In the following sections, we define repeatability and why the problem arises. After that, we dive into single- and multi-socket cases that highlight the repeatability problem. In each case we show how the SambaNova Systems DataScale SN10-8R with the world’s first Reconfigurable DataFlow Unit (RDU) provides repeatability as an artifact of its design.

Repeatability: A repeatable machine learning program is one where the exact same behavior is observed when user-controlled variables are fixed (same random seeds, same initializations, same inputs, same machine). Think of this as test-retest reliability. This is different from stochasticity or randomness—which are important features that an RDU also enables in a repeatable manner for machine learning applications.

The Problem: Floating-point arithmetic is not associative; that is, the order in which you add floating-point numbers can change the final output.

(A + B) + C ≠ A + (B + C)

This fundamental property of floating-point arithmetic often leads to non-repeatability, especially when complex parallelization primitives or out-of-order execution are inherent in a hardware architecture. Although there are software solutions to ensure repeatability on traditional hardware architectures, users must comb through large amounts of documentation to figure out which operations might cause the problem and/or incur a slight performance degradation to ensure repeatability. Even worse, this problem is exposed in different ways depending on if one is running single or multi socket machine learning applications. In the next sections, we highlight the problem and the RDU’s solution in each case.

Object detection data:
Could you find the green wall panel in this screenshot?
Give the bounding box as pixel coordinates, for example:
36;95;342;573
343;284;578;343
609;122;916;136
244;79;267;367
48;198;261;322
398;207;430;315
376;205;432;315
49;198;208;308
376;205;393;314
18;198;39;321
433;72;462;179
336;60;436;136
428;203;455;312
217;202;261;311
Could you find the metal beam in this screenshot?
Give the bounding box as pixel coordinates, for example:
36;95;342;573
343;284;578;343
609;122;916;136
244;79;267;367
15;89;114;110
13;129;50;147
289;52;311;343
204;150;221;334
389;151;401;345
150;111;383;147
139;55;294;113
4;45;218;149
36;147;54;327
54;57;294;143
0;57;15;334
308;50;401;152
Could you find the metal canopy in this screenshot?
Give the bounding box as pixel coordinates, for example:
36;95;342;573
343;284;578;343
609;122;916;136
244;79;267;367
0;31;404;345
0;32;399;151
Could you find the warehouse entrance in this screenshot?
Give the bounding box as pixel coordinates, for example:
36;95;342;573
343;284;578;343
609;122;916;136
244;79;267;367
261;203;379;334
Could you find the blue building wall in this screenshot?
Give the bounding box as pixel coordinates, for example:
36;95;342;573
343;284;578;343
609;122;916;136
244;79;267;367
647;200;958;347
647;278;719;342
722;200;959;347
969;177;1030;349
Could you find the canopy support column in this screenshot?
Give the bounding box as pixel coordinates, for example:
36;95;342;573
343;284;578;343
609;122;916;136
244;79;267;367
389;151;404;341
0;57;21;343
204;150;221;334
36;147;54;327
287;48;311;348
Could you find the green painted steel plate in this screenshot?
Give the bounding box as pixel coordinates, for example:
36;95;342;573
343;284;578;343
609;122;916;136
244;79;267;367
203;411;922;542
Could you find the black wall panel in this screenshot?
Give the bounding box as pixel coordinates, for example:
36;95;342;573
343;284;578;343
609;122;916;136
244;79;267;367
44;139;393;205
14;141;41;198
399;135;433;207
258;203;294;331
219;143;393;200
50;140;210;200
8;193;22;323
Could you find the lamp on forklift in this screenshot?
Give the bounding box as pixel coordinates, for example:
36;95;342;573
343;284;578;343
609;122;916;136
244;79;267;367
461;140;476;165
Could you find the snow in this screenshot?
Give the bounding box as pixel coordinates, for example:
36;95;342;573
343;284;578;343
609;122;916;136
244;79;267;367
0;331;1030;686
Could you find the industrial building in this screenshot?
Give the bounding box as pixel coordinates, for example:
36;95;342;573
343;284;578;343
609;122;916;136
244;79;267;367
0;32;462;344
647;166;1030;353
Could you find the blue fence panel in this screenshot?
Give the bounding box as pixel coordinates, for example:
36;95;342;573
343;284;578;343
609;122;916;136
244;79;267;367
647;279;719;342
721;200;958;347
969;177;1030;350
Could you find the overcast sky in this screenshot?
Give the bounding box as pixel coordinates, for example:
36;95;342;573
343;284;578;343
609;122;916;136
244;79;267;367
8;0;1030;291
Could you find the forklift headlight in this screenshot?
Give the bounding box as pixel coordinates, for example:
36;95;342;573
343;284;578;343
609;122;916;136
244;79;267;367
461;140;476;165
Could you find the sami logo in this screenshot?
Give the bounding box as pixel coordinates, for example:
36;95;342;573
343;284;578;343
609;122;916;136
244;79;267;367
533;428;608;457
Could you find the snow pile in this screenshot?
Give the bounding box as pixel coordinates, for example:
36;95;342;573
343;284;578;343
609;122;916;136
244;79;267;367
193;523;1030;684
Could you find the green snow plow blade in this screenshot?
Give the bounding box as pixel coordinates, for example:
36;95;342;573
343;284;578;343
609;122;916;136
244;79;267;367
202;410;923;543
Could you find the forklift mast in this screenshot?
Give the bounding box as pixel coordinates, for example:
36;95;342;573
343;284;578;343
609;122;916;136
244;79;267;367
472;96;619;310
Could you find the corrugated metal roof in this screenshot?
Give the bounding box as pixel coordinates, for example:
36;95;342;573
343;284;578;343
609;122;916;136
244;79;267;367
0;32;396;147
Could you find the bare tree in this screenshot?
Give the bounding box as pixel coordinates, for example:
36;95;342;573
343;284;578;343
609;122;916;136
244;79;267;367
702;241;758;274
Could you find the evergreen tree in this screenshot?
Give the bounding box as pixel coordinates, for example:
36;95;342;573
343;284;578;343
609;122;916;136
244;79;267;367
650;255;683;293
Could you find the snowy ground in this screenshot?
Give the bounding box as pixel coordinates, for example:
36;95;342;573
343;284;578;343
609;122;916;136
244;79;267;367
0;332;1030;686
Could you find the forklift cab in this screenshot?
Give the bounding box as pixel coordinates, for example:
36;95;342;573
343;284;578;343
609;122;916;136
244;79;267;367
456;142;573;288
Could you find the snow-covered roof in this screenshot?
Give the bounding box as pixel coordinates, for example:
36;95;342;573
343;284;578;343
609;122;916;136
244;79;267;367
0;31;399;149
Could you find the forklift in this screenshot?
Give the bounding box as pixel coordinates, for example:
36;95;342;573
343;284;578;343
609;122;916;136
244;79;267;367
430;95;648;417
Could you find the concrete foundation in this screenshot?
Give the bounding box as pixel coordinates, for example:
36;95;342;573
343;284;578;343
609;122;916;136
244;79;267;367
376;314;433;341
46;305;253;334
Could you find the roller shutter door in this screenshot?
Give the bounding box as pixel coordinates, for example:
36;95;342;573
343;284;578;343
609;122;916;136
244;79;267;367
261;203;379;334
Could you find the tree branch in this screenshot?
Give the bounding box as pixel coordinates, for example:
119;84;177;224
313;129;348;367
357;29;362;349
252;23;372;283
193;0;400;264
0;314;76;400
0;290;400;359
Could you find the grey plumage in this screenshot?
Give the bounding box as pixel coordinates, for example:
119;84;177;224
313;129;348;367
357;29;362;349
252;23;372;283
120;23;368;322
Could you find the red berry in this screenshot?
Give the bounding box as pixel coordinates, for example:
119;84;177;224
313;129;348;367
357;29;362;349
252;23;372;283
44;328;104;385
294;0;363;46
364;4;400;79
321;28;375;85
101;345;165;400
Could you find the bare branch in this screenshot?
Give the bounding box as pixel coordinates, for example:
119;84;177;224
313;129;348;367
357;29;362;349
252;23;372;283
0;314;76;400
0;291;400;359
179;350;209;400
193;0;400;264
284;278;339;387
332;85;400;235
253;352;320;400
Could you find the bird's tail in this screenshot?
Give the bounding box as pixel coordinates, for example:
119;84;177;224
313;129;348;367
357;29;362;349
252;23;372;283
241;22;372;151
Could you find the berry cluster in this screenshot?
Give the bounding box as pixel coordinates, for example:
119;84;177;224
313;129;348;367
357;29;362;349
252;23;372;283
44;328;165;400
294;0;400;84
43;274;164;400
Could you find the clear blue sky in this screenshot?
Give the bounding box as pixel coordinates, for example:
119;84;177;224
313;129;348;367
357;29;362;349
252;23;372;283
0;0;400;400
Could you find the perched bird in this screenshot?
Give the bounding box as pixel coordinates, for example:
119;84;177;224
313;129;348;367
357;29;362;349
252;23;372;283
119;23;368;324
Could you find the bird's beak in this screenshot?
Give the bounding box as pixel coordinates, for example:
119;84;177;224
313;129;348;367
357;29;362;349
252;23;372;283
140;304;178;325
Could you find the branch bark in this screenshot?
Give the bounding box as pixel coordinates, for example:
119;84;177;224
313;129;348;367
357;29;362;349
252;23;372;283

Objectives:
(a) Please quote the section of the text on repeatability that opens with the words containing "In the following" and closes with "for machine learning applications.".
(b) In the text on repeatability, which user-controlled variables are named as fixed when defining a repeatable machine learning program? List them.

The results:
(a)
In the following sections, we define repeatability and why the problem arises. After that, we dive into single- and multi-socket cases that highlight the repeatability problem. In each case we show how the SambaNova Systems DataScale SN10-8R with the world’s first Reconfigurable DataFlow Unit (RDU) provides repeatability as an artifact of its design.

Repeatability: A repeatable machine learning program is one where the exact same behavior is observed when user-controlled variables are fixed (same random seeds, same initializations, same inputs, same machine). Think of this as test-retest reliability. This is different from stochasticity or randomness—which are important features that an RDU also enables in a repeatable manner for machine learning applications.

(b)
- same random seeds
- same initializations
- same inputs
- same machine